>> Begin

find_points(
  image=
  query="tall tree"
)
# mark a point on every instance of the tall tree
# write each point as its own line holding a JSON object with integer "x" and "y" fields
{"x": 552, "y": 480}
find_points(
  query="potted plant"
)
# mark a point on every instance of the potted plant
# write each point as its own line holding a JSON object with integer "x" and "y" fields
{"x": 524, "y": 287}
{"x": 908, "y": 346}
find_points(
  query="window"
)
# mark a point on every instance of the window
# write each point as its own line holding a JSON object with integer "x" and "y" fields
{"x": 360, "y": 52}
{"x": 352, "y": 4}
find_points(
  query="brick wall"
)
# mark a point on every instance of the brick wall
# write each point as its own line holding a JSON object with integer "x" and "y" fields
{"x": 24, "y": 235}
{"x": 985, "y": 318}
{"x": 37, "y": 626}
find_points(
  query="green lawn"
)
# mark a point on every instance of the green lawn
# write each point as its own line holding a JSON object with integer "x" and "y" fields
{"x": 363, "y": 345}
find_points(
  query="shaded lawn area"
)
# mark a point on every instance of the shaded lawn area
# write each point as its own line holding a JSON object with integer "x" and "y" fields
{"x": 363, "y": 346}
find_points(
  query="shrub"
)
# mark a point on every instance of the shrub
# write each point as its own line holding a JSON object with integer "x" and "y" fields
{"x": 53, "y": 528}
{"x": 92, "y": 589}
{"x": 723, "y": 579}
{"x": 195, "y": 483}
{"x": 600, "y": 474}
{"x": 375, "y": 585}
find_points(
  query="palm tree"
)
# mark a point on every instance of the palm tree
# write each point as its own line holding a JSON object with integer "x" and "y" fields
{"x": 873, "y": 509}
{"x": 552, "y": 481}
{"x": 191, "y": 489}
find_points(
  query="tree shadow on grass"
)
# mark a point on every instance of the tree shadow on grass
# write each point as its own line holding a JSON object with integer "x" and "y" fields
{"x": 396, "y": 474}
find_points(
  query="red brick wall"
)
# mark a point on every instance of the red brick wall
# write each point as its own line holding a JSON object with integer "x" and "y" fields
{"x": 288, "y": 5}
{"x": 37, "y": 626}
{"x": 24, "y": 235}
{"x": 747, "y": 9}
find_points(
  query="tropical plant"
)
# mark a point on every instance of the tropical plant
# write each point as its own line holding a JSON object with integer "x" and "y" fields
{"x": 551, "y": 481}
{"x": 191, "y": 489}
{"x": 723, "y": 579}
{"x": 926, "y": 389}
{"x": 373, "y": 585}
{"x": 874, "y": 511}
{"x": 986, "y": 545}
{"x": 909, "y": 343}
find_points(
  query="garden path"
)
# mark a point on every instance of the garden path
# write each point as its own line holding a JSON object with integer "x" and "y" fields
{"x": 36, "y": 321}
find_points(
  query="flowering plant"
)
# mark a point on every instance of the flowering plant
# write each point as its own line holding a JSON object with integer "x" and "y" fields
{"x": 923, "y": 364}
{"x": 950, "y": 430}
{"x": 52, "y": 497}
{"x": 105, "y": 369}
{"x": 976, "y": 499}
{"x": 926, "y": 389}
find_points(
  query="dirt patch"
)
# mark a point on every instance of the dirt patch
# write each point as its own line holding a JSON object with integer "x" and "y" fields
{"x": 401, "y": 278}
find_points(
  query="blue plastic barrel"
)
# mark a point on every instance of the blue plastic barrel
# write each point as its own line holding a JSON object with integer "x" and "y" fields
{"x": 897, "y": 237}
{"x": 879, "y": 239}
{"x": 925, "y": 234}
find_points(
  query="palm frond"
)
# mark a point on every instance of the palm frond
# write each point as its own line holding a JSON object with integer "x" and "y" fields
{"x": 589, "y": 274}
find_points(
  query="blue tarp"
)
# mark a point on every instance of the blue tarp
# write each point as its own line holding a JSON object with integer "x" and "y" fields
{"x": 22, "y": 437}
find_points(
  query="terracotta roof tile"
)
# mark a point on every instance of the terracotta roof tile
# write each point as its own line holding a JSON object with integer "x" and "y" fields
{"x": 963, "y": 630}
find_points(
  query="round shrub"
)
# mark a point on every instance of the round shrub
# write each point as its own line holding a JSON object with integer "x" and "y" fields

>> End

## [REQUIREMENT]
Output all of the data above without any alteration.

## [RESULT BELOW]
find_points(
  image=
  query="tall tree"
)
# mark a point on every instance of the tall tree
# write each point as its own line holding a JSON object with integer "x" and "y" fields
{"x": 552, "y": 480}
find_points(
  query="potted plant"
)
# mark a point on every instance of the potted plant
# write each point as its own line holding a JSON object with integer "x" and "y" fields
{"x": 524, "y": 287}
{"x": 908, "y": 346}
find_points(
  query="window"
)
# mark a point on every instance of the window
# write each point as its own line holding a JSON object with integer "x" and "y" fields
{"x": 360, "y": 52}
{"x": 352, "y": 4}
find_points(
  query="brick wall"
)
# mark a point on every instance of the brick wall
# write each point as its own line holding a JSON object with integer "x" and "y" fields
{"x": 24, "y": 235}
{"x": 985, "y": 318}
{"x": 37, "y": 626}
find_points(
  query="green lawn"
)
# mark a point on every instance of the green lawn
# write each point as its own line holding a JSON object with integer "x" and "y" fields
{"x": 363, "y": 345}
find_points(
  query="shaded lawn area"
)
# mark a point on every instance of the shaded lawn area
# write each point as its own line holding a JSON object with integer "x" and "y" fields
{"x": 363, "y": 346}
find_points(
  query="shrub"
)
# mark a point on every instance of the shrub
# write each point as its own line holding a JSON object with integer "x" and "y" fields
{"x": 53, "y": 528}
{"x": 92, "y": 589}
{"x": 723, "y": 579}
{"x": 195, "y": 483}
{"x": 600, "y": 474}
{"x": 375, "y": 585}
find_points(
  query="palm tree"
)
# mark a point on every instance of the palm tree
# write each point as its own line holding a JSON object with integer "x" and "y" fields
{"x": 873, "y": 509}
{"x": 552, "y": 481}
{"x": 191, "y": 489}
find_points(
  query="tree shadow on grass"
)
# mark a point on every instance of the tree shadow on grass
# write each point as its own line holding a JSON object with integer "x" and "y" fields
{"x": 396, "y": 474}
find_points(
  query="red brick wall"
)
# mark a point on every instance of the red brick wall
# write each point as its own line holding a JSON object with integer "x" and "y" fields
{"x": 288, "y": 5}
{"x": 37, "y": 626}
{"x": 24, "y": 235}
{"x": 747, "y": 9}
find_points(
  query="tropical plant"
)
# mark a point on every instance of the tropical plant
# write each point as its own line holding a JSON object with integer "x" and "y" fields
{"x": 551, "y": 481}
{"x": 191, "y": 489}
{"x": 723, "y": 579}
{"x": 926, "y": 389}
{"x": 373, "y": 585}
{"x": 874, "y": 511}
{"x": 986, "y": 545}
{"x": 909, "y": 343}
find_points(
  query="garden path"
)
# mark a point on every instance of the garden path
# write each point as its own line holding a JSON object with integer "x" and "y" fields
{"x": 36, "y": 321}
find_points(
  query="flowering plant"
)
# mark a point on every instance of the flowering plant
# write each point as its own line holding a JSON object with integer "x" and "y" fields
{"x": 923, "y": 364}
{"x": 950, "y": 430}
{"x": 52, "y": 497}
{"x": 105, "y": 369}
{"x": 976, "y": 499}
{"x": 926, "y": 389}
find_points(
  query="dirt patch"
)
# mark a point on every instance of the dirt patch
# write each point as its own line holding a JSON object with integer "x" and "y" fields
{"x": 401, "y": 278}
find_points(
  query="blue plastic barrel"
)
# mark a point on every instance of the blue plastic barrel
# write each point as its own line holding a JSON object with integer "x" and "y" fields
{"x": 897, "y": 237}
{"x": 879, "y": 239}
{"x": 925, "y": 234}
find_points(
  query="palm frond"
)
# mark a point on every instance of the palm frond
# write each point as its own line holding a JSON object with integer "x" and "y" fields
{"x": 589, "y": 274}
find_points(
  query="blue tarp"
)
# mark a point on every instance of the blue tarp
# write each point as its own line holding a JSON object with integer "x" and "y" fields
{"x": 22, "y": 437}
find_points(
  query="terracotta roof tile"
)
# mark a point on every instance of the terracotta roof tile
# write each point as its own line holding a JSON object with integer "x" and "y" fields
{"x": 963, "y": 630}
find_points(
  query="round shrub"
)
# mark a point on every instance of the round shrub
# write each point as its own line holding a JSON object with integer "x" and "y" fields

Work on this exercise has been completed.